-- BEGIN --

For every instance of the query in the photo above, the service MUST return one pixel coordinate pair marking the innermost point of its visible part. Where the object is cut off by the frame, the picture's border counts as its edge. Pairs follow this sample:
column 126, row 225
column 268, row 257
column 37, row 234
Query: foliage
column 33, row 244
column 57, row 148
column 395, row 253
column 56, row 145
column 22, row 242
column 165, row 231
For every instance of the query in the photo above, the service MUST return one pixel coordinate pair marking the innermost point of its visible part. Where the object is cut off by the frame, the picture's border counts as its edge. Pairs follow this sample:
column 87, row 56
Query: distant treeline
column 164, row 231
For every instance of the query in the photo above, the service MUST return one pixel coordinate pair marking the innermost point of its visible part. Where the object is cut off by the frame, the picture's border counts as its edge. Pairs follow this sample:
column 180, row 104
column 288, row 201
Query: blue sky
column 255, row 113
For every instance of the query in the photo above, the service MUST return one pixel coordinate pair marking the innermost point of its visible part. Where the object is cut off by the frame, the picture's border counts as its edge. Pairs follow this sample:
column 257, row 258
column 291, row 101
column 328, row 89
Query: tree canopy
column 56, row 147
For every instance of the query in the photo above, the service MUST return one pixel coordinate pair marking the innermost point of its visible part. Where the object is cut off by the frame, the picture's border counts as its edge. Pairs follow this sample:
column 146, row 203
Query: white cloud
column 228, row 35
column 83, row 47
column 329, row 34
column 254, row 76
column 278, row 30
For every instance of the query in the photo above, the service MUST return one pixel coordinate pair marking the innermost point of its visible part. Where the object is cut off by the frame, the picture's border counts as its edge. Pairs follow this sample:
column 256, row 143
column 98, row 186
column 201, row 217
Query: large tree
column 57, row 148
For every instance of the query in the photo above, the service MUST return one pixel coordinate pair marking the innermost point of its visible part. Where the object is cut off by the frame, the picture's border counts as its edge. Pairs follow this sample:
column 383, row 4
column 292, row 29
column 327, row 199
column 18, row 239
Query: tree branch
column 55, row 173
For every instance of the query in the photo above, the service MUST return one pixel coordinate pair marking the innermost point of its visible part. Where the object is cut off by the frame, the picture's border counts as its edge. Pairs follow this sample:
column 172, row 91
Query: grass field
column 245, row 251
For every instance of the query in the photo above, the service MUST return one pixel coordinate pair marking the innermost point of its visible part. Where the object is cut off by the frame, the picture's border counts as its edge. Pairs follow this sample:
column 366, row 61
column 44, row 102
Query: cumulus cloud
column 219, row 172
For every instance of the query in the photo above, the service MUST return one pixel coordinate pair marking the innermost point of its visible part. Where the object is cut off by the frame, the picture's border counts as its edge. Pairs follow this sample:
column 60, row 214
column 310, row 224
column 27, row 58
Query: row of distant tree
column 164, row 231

-- END --
-- BEGIN --

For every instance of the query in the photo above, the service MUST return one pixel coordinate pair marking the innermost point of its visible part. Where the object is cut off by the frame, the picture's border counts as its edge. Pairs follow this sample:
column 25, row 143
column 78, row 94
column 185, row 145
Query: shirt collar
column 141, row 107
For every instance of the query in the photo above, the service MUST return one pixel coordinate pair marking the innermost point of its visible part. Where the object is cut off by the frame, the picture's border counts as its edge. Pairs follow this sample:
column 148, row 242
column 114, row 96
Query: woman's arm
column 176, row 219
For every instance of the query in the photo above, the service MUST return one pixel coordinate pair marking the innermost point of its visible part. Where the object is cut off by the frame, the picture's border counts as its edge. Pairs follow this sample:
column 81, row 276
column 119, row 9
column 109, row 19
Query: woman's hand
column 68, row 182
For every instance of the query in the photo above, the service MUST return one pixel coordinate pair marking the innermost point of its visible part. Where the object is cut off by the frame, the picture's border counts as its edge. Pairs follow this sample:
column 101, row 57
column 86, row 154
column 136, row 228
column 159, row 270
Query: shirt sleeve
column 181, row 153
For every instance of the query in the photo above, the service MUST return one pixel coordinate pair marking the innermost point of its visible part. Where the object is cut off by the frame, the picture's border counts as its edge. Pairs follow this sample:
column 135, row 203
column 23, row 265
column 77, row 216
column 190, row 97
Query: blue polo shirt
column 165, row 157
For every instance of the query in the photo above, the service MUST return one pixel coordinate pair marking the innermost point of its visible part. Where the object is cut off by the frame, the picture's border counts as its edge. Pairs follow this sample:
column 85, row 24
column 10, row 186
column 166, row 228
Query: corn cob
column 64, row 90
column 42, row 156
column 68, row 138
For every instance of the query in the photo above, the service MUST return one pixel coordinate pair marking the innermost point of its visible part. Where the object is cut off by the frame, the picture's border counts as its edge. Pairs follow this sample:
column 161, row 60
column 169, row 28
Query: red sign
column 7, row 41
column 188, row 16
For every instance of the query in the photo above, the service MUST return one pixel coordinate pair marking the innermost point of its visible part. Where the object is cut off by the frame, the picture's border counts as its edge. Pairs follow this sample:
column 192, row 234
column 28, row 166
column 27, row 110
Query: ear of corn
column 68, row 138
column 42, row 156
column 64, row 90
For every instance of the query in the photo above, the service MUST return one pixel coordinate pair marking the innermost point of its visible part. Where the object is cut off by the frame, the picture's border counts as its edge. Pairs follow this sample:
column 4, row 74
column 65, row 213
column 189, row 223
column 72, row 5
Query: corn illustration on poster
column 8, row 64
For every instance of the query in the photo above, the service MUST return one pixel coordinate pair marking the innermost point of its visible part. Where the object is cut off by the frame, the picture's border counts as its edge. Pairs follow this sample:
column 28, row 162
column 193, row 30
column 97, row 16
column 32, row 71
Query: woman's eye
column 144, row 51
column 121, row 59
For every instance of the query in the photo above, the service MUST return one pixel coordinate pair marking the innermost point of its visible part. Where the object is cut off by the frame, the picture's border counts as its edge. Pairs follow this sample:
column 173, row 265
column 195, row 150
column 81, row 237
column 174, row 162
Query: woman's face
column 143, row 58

-- END --
-- BEGIN --

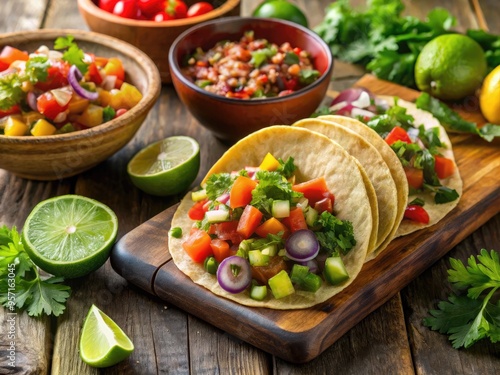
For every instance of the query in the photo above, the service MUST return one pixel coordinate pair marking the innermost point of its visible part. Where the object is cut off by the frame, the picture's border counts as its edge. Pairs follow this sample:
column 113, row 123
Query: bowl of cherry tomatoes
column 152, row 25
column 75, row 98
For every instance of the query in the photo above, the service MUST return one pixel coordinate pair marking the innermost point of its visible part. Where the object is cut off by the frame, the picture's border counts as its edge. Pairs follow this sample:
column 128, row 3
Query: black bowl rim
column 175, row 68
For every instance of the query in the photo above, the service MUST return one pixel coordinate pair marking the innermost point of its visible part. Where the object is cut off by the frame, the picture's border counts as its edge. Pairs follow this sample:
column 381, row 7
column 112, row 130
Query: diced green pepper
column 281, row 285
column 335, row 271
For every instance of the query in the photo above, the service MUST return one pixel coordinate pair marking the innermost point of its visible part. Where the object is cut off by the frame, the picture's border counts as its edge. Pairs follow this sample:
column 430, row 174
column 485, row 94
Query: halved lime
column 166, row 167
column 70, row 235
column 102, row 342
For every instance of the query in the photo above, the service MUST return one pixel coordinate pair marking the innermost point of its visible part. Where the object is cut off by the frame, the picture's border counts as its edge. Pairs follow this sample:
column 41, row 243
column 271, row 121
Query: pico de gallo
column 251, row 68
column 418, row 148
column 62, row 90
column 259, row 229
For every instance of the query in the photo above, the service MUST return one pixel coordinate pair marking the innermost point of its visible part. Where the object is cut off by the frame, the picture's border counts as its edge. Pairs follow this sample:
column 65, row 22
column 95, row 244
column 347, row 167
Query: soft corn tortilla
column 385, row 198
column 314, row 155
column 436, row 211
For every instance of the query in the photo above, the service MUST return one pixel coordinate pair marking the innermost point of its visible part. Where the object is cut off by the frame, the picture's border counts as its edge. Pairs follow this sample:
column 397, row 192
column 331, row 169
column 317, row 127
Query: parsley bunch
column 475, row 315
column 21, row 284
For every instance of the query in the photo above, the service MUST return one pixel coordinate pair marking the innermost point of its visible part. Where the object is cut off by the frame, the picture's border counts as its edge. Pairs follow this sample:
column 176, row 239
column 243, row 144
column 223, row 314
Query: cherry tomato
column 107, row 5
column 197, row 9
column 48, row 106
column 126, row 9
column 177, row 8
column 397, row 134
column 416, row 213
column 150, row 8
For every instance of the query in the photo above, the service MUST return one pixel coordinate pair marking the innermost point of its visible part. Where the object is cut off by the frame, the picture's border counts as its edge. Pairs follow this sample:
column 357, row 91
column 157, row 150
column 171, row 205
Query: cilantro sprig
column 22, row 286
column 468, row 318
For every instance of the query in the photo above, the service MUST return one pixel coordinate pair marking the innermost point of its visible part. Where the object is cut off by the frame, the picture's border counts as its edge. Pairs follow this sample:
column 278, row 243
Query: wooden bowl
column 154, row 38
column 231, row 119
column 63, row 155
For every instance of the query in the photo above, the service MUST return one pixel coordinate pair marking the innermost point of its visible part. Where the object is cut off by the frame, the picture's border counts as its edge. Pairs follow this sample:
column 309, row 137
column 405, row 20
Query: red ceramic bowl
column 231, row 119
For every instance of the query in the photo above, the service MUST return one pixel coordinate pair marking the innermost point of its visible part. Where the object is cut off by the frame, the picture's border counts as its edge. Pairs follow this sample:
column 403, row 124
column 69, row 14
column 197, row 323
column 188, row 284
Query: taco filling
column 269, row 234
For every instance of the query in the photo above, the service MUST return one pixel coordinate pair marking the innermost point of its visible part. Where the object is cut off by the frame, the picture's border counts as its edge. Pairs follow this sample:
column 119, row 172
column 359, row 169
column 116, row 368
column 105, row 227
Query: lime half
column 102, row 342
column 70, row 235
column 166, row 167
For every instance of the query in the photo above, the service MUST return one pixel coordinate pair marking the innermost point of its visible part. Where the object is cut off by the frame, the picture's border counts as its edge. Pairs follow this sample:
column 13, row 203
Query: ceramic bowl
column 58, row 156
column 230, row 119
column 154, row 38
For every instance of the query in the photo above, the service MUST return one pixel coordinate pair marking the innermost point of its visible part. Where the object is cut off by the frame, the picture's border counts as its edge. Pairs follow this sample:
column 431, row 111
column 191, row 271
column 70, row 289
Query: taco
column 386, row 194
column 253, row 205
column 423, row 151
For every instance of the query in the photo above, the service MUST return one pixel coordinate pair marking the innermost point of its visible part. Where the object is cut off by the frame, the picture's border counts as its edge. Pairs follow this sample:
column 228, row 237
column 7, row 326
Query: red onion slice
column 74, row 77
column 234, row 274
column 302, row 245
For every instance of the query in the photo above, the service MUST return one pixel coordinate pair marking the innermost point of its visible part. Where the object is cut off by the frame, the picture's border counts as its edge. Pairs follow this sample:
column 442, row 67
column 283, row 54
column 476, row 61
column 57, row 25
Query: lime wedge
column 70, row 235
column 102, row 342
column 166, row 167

-- END --

WHAT IS EXPECTED: Report every line in the items above that contains the string "ceramic". Copy each matching line in full.

SOLUTION FOR THIS EXERCISE:
Query: red ceramic bowl
Query: ceramic bowl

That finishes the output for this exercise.